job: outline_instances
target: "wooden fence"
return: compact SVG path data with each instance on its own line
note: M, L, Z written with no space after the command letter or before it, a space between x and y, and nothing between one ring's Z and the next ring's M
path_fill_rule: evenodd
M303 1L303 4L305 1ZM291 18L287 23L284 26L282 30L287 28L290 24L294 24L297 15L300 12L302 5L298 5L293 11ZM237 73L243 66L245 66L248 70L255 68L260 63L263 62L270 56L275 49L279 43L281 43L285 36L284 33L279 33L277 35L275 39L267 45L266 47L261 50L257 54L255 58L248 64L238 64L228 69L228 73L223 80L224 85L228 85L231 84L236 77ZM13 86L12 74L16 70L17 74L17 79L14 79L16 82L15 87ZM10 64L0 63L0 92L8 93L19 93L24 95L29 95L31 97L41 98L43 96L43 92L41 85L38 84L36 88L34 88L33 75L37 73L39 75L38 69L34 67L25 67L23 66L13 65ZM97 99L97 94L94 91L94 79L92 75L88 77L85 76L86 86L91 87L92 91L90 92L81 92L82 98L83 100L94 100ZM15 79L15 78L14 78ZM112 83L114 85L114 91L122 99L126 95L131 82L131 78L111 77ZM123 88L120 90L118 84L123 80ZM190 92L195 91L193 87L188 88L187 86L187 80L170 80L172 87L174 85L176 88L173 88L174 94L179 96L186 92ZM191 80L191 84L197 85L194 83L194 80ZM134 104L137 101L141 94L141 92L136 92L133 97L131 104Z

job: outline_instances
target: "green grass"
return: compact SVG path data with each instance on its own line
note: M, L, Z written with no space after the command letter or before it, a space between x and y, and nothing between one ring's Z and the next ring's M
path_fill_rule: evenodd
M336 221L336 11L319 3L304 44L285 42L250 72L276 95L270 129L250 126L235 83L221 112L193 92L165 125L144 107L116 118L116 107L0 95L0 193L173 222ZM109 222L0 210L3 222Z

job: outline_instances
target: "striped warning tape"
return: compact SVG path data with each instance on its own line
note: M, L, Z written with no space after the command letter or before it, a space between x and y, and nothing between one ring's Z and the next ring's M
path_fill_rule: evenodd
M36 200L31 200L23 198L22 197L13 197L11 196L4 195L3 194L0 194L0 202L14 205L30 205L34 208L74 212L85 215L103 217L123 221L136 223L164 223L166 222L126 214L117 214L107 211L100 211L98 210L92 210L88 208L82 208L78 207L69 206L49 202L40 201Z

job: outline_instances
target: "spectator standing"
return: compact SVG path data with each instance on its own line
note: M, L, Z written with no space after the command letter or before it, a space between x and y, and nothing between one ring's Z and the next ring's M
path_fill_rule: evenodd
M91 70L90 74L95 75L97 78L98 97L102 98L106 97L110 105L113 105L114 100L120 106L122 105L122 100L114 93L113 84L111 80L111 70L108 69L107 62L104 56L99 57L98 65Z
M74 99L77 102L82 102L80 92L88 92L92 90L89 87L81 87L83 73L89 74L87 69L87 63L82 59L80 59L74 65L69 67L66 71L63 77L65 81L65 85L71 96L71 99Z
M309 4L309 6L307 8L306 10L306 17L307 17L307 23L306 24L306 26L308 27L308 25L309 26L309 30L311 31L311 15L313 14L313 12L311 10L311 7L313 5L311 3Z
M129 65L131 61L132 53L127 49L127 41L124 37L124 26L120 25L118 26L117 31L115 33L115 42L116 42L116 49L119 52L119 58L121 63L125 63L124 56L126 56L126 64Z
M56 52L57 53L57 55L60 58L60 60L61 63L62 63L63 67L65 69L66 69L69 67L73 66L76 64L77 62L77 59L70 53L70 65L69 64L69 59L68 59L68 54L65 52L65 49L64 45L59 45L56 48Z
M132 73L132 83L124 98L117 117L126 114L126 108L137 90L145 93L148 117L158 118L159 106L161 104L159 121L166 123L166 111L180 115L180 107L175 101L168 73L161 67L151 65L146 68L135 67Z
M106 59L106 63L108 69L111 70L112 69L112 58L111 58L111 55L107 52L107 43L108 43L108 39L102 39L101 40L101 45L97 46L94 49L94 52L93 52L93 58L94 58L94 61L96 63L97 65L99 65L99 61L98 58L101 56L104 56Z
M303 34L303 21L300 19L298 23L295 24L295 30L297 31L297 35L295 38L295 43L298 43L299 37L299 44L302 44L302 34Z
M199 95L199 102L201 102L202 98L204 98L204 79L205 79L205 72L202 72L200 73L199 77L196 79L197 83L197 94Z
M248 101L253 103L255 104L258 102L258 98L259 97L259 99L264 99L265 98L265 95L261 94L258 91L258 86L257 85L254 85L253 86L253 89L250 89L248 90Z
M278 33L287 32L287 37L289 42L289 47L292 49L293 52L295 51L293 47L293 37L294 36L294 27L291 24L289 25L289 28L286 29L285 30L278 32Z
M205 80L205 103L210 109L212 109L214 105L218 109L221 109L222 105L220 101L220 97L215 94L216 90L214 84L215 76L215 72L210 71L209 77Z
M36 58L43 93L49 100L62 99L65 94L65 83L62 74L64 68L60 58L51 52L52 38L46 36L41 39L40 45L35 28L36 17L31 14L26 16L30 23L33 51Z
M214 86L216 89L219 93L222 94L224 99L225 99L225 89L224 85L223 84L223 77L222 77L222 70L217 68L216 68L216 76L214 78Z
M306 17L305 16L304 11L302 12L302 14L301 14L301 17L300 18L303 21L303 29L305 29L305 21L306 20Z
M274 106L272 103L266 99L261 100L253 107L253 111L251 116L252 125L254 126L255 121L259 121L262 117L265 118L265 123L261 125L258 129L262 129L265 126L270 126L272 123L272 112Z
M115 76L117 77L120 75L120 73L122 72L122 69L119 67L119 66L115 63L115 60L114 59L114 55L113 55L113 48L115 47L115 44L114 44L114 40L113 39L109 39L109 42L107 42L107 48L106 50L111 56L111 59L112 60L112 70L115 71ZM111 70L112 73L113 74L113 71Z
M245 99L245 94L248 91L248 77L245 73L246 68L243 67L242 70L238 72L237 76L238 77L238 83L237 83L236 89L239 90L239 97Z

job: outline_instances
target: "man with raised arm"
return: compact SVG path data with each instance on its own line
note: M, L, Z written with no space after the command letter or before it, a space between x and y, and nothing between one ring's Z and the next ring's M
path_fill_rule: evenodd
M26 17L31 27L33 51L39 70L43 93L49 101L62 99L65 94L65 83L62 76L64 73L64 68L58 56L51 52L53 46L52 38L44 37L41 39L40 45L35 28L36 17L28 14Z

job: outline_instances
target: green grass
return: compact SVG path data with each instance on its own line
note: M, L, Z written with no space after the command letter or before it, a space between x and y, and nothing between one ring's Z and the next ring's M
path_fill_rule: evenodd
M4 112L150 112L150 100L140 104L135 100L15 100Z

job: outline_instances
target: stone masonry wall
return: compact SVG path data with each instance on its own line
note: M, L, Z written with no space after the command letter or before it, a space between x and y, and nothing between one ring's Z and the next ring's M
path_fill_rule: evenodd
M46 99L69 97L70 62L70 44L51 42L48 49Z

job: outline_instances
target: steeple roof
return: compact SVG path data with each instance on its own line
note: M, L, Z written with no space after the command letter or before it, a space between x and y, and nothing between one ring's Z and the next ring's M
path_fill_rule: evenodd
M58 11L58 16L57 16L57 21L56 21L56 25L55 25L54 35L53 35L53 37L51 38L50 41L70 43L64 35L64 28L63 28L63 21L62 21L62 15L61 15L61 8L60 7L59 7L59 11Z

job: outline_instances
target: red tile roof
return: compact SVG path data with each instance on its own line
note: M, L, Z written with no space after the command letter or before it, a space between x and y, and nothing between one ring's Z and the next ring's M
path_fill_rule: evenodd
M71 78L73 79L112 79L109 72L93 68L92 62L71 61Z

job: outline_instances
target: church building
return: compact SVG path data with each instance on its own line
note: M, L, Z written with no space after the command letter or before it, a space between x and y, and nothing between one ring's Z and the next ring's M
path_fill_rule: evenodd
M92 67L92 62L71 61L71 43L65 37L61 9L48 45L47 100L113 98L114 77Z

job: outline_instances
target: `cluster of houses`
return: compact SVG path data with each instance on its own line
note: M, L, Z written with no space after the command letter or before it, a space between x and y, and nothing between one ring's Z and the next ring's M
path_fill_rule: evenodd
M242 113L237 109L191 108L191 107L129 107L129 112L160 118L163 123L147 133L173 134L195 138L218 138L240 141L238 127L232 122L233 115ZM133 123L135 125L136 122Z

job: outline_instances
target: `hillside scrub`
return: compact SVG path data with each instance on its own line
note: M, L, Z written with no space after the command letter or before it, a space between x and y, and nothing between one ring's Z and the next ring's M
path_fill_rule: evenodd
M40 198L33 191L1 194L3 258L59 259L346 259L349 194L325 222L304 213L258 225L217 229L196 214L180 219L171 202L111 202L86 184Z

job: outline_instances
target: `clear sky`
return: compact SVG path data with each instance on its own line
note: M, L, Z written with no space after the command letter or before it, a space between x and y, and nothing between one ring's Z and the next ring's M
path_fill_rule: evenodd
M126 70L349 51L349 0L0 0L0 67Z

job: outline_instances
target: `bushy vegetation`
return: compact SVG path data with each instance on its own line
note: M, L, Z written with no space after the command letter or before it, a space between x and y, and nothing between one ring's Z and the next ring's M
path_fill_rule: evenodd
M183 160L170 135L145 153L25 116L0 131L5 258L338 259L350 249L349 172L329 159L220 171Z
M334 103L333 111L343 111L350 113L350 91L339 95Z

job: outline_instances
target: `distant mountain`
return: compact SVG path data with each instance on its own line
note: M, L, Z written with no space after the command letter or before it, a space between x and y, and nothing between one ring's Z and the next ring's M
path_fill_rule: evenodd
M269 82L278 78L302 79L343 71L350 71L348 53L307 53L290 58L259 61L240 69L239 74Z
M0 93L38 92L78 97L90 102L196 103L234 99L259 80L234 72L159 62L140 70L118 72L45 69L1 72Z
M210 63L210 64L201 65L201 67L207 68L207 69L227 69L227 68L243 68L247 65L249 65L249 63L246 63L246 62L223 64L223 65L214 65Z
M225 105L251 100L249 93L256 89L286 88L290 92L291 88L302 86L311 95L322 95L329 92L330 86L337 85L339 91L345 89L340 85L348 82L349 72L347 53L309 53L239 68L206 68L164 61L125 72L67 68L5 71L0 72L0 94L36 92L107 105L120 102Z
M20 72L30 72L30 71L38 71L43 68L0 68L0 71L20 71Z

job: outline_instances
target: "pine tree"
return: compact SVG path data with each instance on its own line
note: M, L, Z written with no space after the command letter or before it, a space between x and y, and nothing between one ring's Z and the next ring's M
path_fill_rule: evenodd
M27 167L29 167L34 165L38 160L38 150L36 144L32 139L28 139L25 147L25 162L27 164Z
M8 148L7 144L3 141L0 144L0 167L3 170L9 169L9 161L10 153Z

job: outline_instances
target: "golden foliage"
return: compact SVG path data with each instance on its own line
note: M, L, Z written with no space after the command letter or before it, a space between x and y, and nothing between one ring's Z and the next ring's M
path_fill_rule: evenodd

──────

▶ _What needs to be done_: Collect every line of the records that contains the word "green", treating uppercase and lowercase letters as different.

▶ _Complete output_:
target: "green grass"
target: green grass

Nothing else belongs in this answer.